- _Problem to work on_
Could you show each line of the records that contains the word "chin"?

(Information given Opens)

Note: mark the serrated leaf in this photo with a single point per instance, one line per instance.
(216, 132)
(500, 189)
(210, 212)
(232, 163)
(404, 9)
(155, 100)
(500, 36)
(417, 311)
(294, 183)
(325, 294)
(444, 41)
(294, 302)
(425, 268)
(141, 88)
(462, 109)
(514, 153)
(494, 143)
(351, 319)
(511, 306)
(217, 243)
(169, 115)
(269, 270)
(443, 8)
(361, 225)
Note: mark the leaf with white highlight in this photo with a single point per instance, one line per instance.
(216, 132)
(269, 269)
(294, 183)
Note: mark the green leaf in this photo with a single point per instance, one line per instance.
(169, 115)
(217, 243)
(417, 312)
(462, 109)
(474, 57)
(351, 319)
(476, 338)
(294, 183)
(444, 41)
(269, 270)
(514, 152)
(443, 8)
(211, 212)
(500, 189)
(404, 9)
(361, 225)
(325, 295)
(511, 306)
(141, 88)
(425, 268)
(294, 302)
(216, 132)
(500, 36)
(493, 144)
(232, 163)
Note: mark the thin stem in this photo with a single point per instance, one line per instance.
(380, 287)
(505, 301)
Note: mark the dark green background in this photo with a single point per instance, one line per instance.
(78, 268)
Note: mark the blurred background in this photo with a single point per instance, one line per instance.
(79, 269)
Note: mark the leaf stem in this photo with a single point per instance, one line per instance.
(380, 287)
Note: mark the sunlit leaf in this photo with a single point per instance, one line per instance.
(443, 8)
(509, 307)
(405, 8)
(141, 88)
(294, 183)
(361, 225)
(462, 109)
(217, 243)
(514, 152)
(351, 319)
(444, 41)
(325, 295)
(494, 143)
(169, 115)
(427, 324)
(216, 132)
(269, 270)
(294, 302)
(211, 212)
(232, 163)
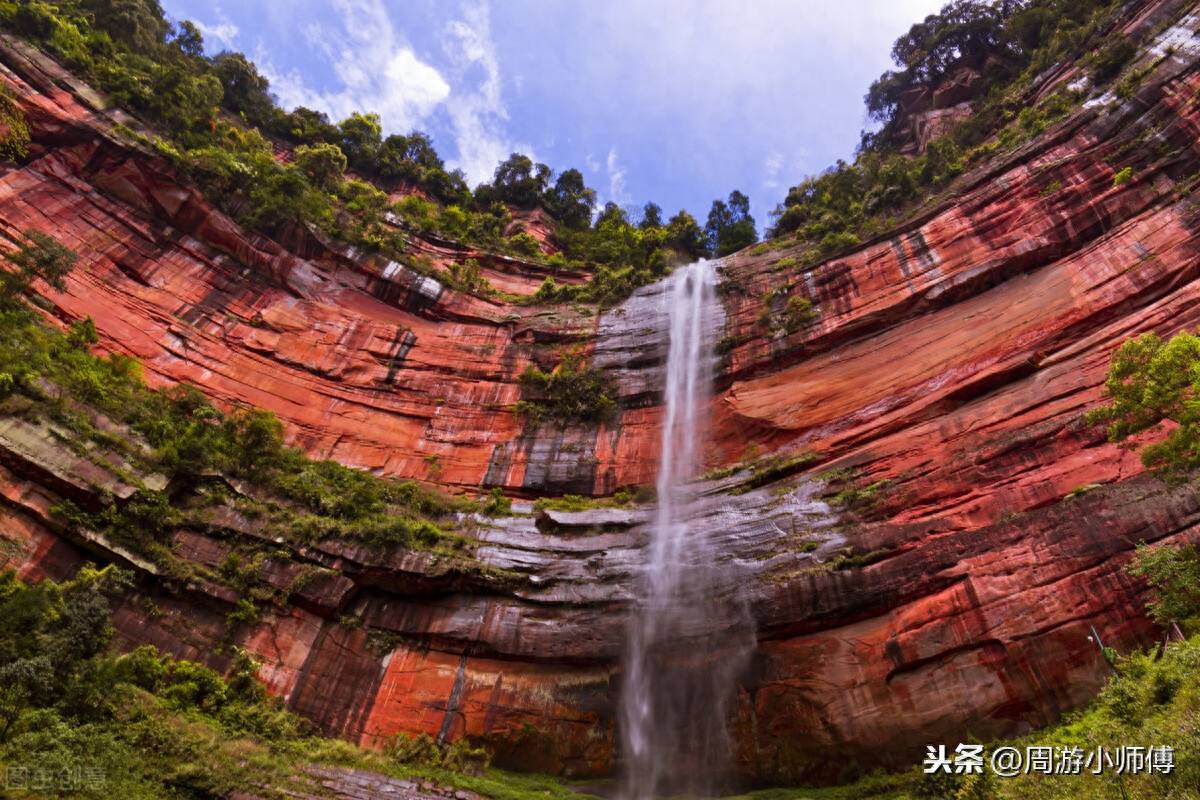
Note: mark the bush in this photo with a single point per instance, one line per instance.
(323, 163)
(1151, 380)
(39, 257)
(1108, 61)
(571, 392)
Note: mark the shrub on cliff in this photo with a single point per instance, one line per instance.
(323, 163)
(1150, 382)
(37, 258)
(1174, 575)
(570, 394)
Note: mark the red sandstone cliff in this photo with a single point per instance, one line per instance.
(949, 368)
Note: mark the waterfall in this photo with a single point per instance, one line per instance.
(689, 636)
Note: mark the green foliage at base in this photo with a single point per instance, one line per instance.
(142, 726)
(37, 257)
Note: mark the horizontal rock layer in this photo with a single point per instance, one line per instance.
(948, 371)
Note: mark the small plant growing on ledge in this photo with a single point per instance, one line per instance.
(574, 391)
(780, 317)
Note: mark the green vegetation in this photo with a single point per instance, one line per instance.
(1152, 699)
(621, 499)
(1150, 382)
(571, 392)
(37, 257)
(221, 128)
(1008, 44)
(13, 128)
(853, 493)
(730, 226)
(783, 314)
(1174, 573)
(142, 726)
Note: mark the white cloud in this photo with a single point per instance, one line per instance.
(376, 70)
(771, 169)
(222, 31)
(478, 115)
(617, 192)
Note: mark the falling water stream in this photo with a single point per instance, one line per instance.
(689, 637)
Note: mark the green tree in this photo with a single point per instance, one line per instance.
(309, 126)
(570, 200)
(189, 40)
(37, 257)
(652, 216)
(730, 227)
(1174, 575)
(685, 235)
(520, 181)
(322, 162)
(141, 24)
(1151, 380)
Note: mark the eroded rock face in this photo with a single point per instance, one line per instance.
(921, 573)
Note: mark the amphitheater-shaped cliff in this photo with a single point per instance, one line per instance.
(933, 530)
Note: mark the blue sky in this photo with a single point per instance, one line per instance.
(671, 101)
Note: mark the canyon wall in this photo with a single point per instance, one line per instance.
(933, 529)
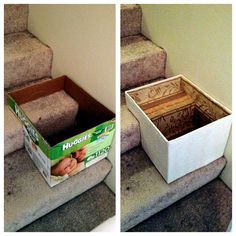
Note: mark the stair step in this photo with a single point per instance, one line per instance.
(82, 214)
(15, 18)
(131, 19)
(144, 192)
(209, 209)
(25, 59)
(141, 61)
(130, 130)
(28, 197)
(49, 114)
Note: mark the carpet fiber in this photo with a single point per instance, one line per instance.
(205, 210)
(82, 214)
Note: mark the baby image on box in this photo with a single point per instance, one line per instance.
(70, 164)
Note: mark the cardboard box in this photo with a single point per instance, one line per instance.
(182, 127)
(77, 147)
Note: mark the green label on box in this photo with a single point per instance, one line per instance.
(97, 138)
(32, 131)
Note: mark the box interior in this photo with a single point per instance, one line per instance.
(177, 107)
(90, 114)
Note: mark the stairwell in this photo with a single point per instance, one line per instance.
(29, 203)
(144, 193)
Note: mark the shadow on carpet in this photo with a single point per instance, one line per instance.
(208, 209)
(81, 214)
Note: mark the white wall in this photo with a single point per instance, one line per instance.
(198, 41)
(82, 38)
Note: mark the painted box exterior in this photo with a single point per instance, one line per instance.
(182, 127)
(84, 148)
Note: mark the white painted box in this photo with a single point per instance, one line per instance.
(182, 127)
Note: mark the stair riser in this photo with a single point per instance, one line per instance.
(15, 18)
(131, 19)
(143, 70)
(29, 68)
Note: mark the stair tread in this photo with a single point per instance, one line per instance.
(129, 6)
(144, 192)
(131, 17)
(15, 18)
(137, 47)
(82, 214)
(49, 114)
(25, 59)
(209, 209)
(130, 130)
(26, 190)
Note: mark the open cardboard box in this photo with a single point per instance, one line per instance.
(182, 127)
(82, 145)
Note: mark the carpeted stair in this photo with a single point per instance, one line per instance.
(143, 190)
(200, 211)
(27, 196)
(78, 215)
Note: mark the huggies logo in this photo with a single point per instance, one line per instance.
(32, 133)
(76, 141)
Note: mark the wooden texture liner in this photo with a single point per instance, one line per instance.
(176, 107)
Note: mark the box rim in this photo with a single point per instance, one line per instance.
(180, 76)
(9, 96)
(192, 84)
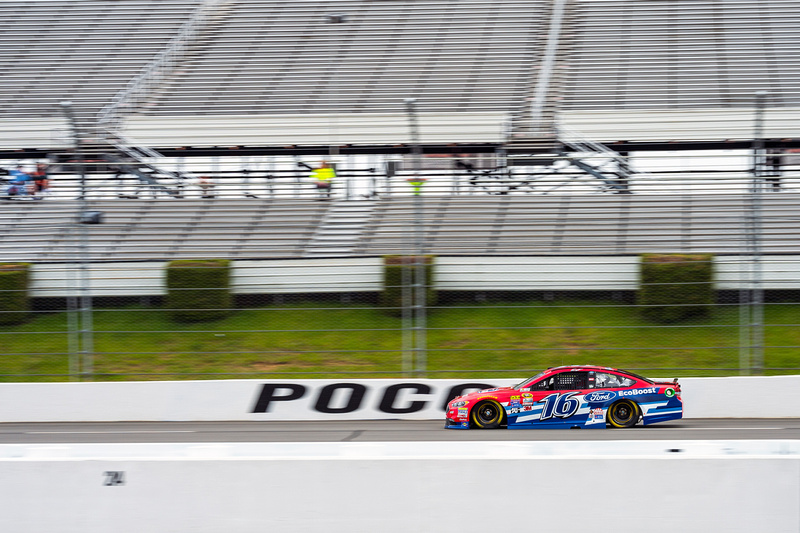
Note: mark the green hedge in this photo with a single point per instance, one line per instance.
(676, 286)
(393, 266)
(198, 290)
(14, 299)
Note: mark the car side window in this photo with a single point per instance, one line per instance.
(545, 384)
(570, 381)
(605, 380)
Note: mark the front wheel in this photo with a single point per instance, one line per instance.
(623, 414)
(487, 415)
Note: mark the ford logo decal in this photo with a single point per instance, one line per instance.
(600, 396)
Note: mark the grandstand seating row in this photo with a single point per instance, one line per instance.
(508, 225)
(277, 57)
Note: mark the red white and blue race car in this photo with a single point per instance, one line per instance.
(581, 396)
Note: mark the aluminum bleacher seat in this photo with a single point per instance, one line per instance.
(55, 50)
(657, 55)
(278, 57)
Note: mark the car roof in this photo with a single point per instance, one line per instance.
(594, 368)
(583, 367)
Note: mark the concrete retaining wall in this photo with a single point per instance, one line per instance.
(732, 397)
(400, 487)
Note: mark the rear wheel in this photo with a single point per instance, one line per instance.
(487, 415)
(623, 414)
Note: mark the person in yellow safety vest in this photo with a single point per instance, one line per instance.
(417, 184)
(323, 178)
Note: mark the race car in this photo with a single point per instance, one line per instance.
(582, 396)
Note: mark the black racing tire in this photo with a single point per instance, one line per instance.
(488, 414)
(623, 414)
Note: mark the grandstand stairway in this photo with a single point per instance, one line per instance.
(340, 229)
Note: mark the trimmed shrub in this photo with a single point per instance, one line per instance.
(676, 286)
(393, 267)
(198, 290)
(14, 299)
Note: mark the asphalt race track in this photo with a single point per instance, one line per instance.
(380, 431)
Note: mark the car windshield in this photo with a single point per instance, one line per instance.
(529, 381)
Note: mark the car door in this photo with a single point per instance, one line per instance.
(555, 399)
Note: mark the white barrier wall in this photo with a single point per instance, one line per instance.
(730, 486)
(242, 400)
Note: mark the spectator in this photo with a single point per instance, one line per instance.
(323, 179)
(41, 181)
(417, 183)
(18, 182)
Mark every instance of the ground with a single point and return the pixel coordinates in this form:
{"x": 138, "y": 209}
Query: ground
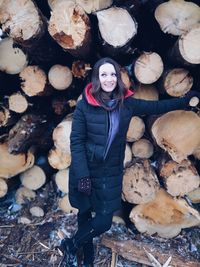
{"x": 33, "y": 244}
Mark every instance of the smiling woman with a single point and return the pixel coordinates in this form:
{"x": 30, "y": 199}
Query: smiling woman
{"x": 98, "y": 141}
{"x": 107, "y": 77}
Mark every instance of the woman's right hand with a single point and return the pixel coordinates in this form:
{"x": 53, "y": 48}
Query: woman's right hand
{"x": 84, "y": 185}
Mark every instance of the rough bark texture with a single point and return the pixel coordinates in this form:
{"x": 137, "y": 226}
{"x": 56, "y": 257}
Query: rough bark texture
{"x": 164, "y": 215}
{"x": 140, "y": 183}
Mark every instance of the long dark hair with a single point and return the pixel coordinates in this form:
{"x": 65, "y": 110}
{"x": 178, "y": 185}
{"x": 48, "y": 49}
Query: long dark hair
{"x": 96, "y": 90}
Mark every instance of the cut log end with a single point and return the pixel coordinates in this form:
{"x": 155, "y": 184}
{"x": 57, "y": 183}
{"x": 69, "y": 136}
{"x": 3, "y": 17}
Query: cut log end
{"x": 60, "y": 77}
{"x": 136, "y": 129}
{"x": 189, "y": 45}
{"x": 148, "y": 68}
{"x": 34, "y": 81}
{"x": 178, "y": 82}
{"x": 164, "y": 215}
{"x": 177, "y": 17}
{"x": 12, "y": 59}
{"x": 140, "y": 183}
{"x": 17, "y": 103}
{"x": 22, "y": 20}
{"x": 68, "y": 25}
{"x": 114, "y": 31}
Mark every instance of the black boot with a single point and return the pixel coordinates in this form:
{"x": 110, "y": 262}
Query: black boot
{"x": 69, "y": 251}
{"x": 88, "y": 254}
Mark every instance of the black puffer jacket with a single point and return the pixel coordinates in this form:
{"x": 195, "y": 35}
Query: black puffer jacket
{"x": 88, "y": 140}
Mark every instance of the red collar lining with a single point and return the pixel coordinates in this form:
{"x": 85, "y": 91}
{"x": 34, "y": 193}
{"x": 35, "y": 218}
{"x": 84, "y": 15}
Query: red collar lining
{"x": 92, "y": 101}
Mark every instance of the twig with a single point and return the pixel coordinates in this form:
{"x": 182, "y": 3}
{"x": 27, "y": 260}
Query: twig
{"x": 7, "y": 226}
{"x": 34, "y": 252}
{"x": 152, "y": 259}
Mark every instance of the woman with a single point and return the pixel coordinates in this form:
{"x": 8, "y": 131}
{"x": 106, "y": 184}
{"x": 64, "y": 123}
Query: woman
{"x": 98, "y": 140}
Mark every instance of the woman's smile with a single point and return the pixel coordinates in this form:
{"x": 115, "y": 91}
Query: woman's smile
{"x": 107, "y": 77}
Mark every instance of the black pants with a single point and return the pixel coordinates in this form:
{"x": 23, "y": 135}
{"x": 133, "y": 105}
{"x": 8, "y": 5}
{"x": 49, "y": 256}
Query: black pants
{"x": 88, "y": 228}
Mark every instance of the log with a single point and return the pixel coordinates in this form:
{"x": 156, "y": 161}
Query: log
{"x": 58, "y": 159}
{"x": 12, "y": 59}
{"x": 136, "y": 129}
{"x": 194, "y": 101}
{"x": 36, "y": 211}
{"x": 164, "y": 215}
{"x": 22, "y": 20}
{"x": 148, "y": 67}
{"x": 90, "y": 6}
{"x": 194, "y": 195}
{"x": 116, "y": 38}
{"x": 140, "y": 183}
{"x": 5, "y": 116}
{"x": 28, "y": 131}
{"x": 61, "y": 105}
{"x": 115, "y": 32}
{"x": 33, "y": 178}
{"x": 185, "y": 51}
{"x": 62, "y": 180}
{"x": 176, "y": 82}
{"x": 60, "y": 77}
{"x": 69, "y": 26}
{"x": 176, "y": 17}
{"x": 61, "y": 136}
{"x": 3, "y": 187}
{"x": 128, "y": 155}
{"x": 142, "y": 148}
{"x": 179, "y": 178}
{"x": 11, "y": 165}
{"x": 146, "y": 92}
{"x": 34, "y": 81}
{"x": 125, "y": 78}
{"x": 17, "y": 103}
{"x": 23, "y": 195}
{"x": 184, "y": 139}
{"x": 80, "y": 69}
{"x": 134, "y": 250}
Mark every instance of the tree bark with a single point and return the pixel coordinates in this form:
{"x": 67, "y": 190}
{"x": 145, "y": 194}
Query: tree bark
{"x": 60, "y": 77}
{"x": 185, "y": 52}
{"x": 23, "y": 21}
{"x": 116, "y": 37}
{"x": 179, "y": 178}
{"x": 11, "y": 165}
{"x": 69, "y": 26}
{"x": 12, "y": 59}
{"x": 148, "y": 67}
{"x": 26, "y": 132}
{"x": 136, "y": 129}
{"x": 177, "y": 17}
{"x": 62, "y": 180}
{"x": 176, "y": 82}
{"x": 146, "y": 92}
{"x": 17, "y": 103}
{"x": 142, "y": 148}
{"x": 164, "y": 215}
{"x": 34, "y": 81}
{"x": 177, "y": 132}
{"x": 140, "y": 183}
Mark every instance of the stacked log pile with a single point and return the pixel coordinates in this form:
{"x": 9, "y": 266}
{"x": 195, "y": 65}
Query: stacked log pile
{"x": 47, "y": 51}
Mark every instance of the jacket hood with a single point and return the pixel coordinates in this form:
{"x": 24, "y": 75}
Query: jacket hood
{"x": 92, "y": 101}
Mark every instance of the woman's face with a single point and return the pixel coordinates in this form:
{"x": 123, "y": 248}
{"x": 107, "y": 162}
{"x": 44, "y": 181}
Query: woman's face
{"x": 107, "y": 77}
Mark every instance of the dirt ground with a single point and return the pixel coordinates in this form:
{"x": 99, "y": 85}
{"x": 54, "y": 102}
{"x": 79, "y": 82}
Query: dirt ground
{"x": 33, "y": 244}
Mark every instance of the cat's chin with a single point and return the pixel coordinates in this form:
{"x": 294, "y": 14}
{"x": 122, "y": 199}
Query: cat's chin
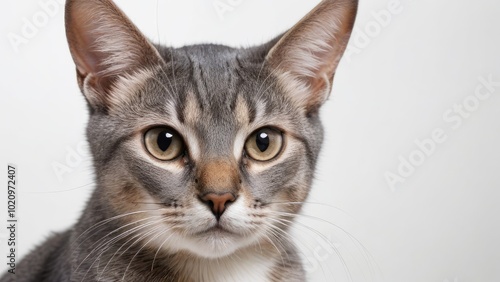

(Information given Closes)

- _Your response_
Mark every instance of the cat's chin with a single point and return the pixel coordinates in this form:
Query: cat's chin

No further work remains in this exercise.